EXTRACTED TEXT:

·····

I can make these additional points and questions:
1) How much of the info stored about each of us is even that well
protected? Why was it not stored in encrypted form?
2) Will Calvert's superiors make an example of him, or do as little as
law & public opinion lets them do?
3) Under what kind of statutes could Calvert be prosecuted, and with
what degree of penalty? He did more harm to those 4,000 people than
someone who, say, sold them each a single dose of crack. The harm he did
is irreparable, after all. The penalties for his crime, and crimes of
the same sort (dissemination of medical information without authority)
should be as vigorously prosecuted, and thoroughly punished, as drug
crimes -- "pour encourager les autres."

·····

EXERCISE A:
Which sentences in the text about Calvert end with a question mark? List every one.
EXERCISE B:
Can you reproduce, word for word, the part of the text about Calvert that opens with the words containing "I can make these" and closes with "information without authority)"?

·····

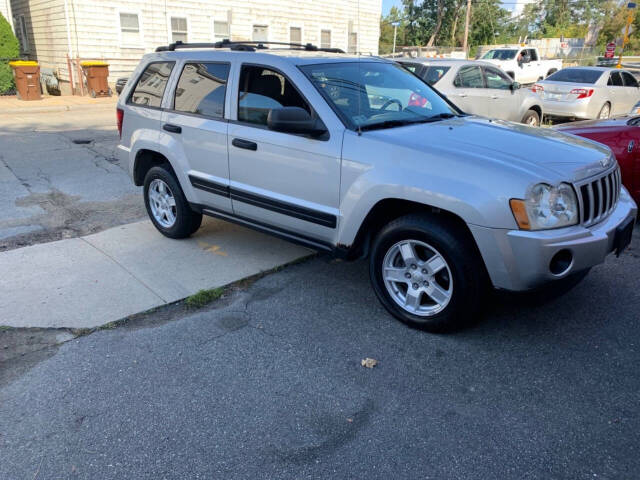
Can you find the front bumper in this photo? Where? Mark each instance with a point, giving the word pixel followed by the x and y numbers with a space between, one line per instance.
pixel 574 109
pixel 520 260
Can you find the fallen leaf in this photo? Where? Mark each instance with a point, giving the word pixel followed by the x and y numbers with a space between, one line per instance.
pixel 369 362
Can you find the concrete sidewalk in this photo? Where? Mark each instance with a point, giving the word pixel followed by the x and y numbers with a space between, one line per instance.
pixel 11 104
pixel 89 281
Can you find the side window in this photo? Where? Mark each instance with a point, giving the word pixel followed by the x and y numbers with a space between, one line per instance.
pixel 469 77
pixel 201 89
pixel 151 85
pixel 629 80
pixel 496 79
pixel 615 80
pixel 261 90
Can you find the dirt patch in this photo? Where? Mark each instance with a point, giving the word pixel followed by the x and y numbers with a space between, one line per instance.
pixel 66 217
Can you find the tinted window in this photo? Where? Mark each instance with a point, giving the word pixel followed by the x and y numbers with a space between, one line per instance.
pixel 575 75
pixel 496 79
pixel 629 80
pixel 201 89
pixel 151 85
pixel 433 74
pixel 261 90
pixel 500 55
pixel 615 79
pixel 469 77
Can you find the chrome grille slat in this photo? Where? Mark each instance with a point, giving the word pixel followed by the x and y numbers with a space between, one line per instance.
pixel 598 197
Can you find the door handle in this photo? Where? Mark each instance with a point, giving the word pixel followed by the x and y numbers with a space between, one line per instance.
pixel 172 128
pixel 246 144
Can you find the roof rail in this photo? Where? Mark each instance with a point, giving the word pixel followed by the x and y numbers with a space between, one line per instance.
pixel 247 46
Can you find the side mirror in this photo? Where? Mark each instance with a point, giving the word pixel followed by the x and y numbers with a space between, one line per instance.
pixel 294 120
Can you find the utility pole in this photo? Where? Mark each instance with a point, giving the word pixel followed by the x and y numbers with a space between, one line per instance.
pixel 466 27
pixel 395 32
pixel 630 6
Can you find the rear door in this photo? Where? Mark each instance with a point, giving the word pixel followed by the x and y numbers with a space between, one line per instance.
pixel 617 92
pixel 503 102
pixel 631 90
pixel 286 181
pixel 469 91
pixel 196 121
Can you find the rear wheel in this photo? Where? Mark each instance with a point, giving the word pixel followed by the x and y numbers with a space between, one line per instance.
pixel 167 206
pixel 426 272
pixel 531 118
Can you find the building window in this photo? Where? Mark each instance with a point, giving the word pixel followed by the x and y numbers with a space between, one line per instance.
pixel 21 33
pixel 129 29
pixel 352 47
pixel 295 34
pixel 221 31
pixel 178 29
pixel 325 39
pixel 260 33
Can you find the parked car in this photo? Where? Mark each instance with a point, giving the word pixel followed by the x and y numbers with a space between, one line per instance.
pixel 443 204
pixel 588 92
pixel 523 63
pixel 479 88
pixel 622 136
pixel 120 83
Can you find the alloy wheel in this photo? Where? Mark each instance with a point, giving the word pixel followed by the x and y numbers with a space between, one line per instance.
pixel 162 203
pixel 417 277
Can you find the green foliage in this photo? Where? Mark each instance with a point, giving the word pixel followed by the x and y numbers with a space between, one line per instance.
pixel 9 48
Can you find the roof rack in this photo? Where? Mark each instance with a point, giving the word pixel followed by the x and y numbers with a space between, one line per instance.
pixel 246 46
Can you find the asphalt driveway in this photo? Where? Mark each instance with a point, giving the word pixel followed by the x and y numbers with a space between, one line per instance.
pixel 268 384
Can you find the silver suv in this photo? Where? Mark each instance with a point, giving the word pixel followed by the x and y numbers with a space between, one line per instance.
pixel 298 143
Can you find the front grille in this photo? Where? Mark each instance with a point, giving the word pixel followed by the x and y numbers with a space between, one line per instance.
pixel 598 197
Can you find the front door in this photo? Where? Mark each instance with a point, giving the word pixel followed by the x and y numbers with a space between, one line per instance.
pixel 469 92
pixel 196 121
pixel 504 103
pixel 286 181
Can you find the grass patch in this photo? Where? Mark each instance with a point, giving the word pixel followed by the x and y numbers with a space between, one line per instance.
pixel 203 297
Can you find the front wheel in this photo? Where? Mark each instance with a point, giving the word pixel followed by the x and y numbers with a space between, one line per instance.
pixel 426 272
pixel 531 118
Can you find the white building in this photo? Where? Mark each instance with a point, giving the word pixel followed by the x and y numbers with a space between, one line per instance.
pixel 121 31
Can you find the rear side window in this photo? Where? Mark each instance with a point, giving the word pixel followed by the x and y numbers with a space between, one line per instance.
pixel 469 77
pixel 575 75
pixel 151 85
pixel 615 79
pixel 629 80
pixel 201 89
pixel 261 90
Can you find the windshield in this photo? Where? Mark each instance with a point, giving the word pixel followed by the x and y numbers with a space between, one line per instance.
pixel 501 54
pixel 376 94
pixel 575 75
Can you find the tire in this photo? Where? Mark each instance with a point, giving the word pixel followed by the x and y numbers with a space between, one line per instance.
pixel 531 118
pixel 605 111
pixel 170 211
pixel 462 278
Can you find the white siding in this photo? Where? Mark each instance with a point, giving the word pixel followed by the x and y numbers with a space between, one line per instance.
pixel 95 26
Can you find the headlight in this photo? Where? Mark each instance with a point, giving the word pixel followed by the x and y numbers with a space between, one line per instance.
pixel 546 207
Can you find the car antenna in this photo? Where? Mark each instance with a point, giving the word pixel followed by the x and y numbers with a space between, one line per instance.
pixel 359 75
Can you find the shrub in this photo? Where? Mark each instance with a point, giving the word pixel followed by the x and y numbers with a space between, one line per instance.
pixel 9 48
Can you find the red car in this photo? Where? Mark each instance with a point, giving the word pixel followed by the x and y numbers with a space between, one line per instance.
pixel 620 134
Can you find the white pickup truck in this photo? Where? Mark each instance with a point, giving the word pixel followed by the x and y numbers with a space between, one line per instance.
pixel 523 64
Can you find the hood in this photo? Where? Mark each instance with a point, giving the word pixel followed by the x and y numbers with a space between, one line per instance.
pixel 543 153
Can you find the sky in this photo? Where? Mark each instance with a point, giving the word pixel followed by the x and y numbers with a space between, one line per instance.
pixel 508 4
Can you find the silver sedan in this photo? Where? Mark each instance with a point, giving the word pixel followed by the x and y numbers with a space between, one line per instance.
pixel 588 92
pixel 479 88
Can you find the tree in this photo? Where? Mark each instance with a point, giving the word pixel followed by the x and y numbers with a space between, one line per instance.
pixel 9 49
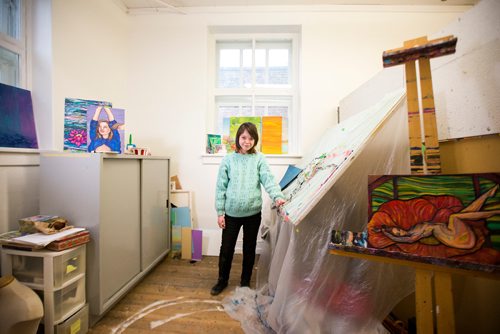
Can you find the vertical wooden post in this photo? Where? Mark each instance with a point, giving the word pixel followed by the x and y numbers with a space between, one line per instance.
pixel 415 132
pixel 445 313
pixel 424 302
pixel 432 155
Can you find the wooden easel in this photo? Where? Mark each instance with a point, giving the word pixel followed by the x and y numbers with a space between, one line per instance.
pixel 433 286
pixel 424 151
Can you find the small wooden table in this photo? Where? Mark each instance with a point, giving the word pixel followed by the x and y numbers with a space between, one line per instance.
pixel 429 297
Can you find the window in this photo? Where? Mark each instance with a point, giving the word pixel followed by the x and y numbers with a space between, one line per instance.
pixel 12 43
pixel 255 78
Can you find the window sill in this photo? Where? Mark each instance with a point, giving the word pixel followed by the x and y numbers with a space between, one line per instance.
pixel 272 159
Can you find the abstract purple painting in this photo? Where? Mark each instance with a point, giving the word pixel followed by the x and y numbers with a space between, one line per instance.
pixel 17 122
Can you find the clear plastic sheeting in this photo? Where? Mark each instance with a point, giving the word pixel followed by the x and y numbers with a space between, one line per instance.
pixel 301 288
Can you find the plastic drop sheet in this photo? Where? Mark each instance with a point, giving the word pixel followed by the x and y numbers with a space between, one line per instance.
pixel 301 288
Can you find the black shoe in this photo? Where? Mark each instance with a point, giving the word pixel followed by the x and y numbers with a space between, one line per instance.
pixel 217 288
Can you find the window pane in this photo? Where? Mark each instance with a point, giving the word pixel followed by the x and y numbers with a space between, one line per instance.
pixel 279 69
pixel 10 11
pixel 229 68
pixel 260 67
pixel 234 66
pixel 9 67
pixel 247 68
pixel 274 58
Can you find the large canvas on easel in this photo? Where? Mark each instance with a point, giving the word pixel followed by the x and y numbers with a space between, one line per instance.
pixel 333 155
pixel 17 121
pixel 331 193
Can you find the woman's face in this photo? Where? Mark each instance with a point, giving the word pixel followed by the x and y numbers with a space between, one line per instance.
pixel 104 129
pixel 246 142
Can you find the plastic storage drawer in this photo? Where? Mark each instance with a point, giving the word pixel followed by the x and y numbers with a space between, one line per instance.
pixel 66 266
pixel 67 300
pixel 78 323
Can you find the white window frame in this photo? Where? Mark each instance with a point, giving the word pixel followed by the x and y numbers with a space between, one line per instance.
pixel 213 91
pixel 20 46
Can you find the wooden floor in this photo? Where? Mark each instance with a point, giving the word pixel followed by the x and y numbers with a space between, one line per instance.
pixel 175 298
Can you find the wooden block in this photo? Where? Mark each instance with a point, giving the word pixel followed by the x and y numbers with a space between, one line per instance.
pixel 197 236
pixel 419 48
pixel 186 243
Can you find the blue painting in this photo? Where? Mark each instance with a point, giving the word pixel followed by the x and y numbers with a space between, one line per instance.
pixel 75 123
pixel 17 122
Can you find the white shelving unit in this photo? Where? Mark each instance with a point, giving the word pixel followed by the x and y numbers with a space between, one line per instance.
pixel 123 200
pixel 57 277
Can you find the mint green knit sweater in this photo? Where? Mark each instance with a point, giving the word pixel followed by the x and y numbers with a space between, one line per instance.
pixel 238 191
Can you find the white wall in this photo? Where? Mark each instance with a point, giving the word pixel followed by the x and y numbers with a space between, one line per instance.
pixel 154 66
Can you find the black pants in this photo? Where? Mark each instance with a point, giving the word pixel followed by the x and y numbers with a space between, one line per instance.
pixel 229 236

·····

TASK SOLUTION A:
- How much of the info stored about each of us is even that well protected?
- Why was it not stored in encrypted form?
- Will Calvert's superiors make an example of him, or do as little as law & public opinion lets them do?
- Under what kind of statutes could Calvert be prosecuted, and with what degree of penalty?

TASK SOLUTION B:
I can make these additional points and questions:
1) How much of the info stored about each of us is even that well
protected? Why was it not stored in encrypted form?
2) Will Calvert's superiors make an example of him, or do as little as
law & public opinion lets them do?
3) Under what kind of statutes could Calvert be prosecuted, and with
what degree of penalty? He did more harm to those 4,000 people than
someone who, say, sold them each a single dose of crack. The harm he did
is irreparable, after all. The penalties for his crime, and crimes of
the same sort (dissemination of medical information without authority)